→ **Document excerpt**:

Last year, the Whigs, an Athens, Ga.-based trio, signed with ATO Records, and since that time, the guys have spent much of their time on the road. They’re building an audience the old-fashioned way, one gig at a time.

The Whigs don’t seem to be sweating this marathon, though. Earlier this month, the day before they were set to hit the road again, guitarist and vocalist Parker Gispert and drummer Julian Dorio were laid-back, but their excitement grew when they began talking about the album they just recorded in L.A.

“Mission Control,” due early next year, was recorded at Sunset Sound and the Sound Factory, places where classic tracks from the Rolling Stones, Led Zeppelin and the Doors were first captured on tape.

“We were able to make a record that’s more like what we sound like live,” Gispert says. “… It’s real rock and real straight ahead.”

ATO’s Jonathan Eshak, the label’s A&R man, who was instrumental in bringing the band to the label, says, “We couldn’t be more excited about it. It’s a rock record, and it’s a lot of fun. It’s very loud.”

After the Whigs hooked up with ATO, the band’s self-released 2005 debut, “Give ‘Em All a Big Fat Lip,” was re-released nationally in September 2006. Before year’s end, the band lost original bassist Hank Sullivant, who left to record on his own under the name Kuroma and with the band MGMT.

“They’ve had a rotating cast of bass players, which has been slightly difficult for them, but it hasn’t slowed them down,” ATO’s Eshak says.

With fill-in bassist Sam Gunn on board, the band continued with a barrage of touring that only let up in May, with a couple more dates in June, including the Bonnaroo Music Festival.

Come July, the band was in L.A. recording “Mission Control,” with Adam Saunders of Athens band the Pendletons playing bass. Since finishing the album, they’ve recruited a new bass player, Tim Deaux.

Dorio and Gispert say that they enjoyed L.A. a lot more than they expected to, but they didn’t really have a lot of free time.

“We didn’t have tons of time to do anything,” Gispert says. “But then, when you start thinking about what you would do, anywhere that I could think to go, I’d probably just rather go to the really awesome recording studio that we’re allowed to be in right now.”

Like all good music geeks, they did find time for one thing: the massive record store Amoeba Music.

“We had literally 100 CDs each, just buying and buying and buying,” Dorio says. “Their used-CD section is 10 times the size of most other stores’.”

On Jan. 22, the Whigs’ “Mission Control” will enter the fray at Amoeba and everywhere, and the musical marathon begins again.

“We’re not looking to come out of the gate and chart on the Top 200,” Eshak says. “We work with career artists who are touring artists. We’re very much invested in that.”

→ **Stated problem 1**: Extract every line of the records below that contains the string "bull".

→ **Data listing**:
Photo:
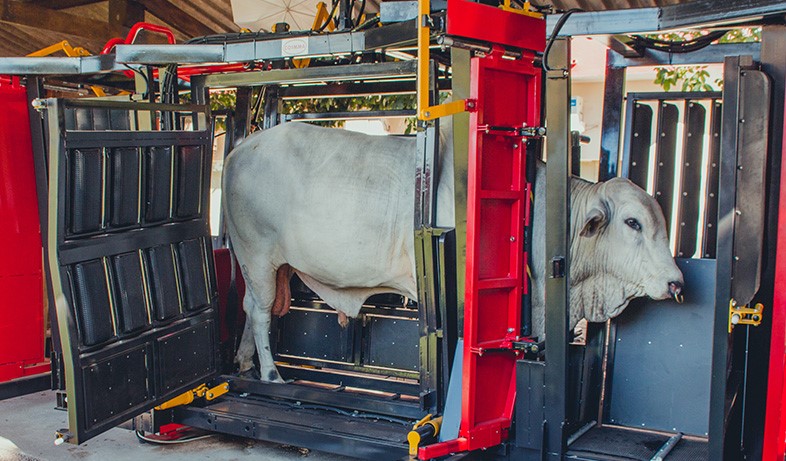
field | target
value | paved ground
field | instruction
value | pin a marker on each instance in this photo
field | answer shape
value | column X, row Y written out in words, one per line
column 31, row 421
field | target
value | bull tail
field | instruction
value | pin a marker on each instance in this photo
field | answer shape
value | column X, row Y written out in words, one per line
column 283, row 295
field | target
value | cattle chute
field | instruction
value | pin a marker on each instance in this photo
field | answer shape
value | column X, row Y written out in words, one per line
column 564, row 392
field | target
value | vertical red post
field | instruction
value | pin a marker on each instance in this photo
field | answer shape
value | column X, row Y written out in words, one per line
column 21, row 277
column 505, row 96
column 775, row 418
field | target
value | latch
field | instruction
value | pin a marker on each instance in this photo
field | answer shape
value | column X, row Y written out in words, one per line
column 423, row 432
column 200, row 391
column 744, row 315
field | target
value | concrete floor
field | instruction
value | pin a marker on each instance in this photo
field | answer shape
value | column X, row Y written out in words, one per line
column 31, row 421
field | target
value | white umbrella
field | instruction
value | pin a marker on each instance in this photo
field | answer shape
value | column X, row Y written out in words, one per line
column 259, row 15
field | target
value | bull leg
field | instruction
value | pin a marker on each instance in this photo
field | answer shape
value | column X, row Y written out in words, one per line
column 283, row 295
column 245, row 352
column 261, row 326
column 258, row 303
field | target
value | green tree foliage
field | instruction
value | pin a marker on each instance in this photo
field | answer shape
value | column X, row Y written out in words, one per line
column 696, row 78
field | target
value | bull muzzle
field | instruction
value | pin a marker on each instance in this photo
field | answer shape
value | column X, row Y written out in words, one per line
column 675, row 291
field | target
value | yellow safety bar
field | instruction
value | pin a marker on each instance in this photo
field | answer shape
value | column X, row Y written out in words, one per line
column 425, row 430
column 71, row 52
column 426, row 111
column 525, row 9
column 200, row 391
column 744, row 315
column 319, row 18
column 63, row 46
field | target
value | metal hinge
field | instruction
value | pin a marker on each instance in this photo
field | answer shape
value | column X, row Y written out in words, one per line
column 744, row 315
column 558, row 267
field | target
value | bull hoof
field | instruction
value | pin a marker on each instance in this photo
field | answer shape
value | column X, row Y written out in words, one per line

→ **Stated problem 2**: List every person the article on the Whigs names as playing bass for the band.

→ **Complete output 1**:
value | bull tail
value | bull leg
value | bull muzzle
value | bull hoof

→ **Complete output 2**:
Hank Sullivant
Sam Gunn
Adam Saunders
Tim Deaux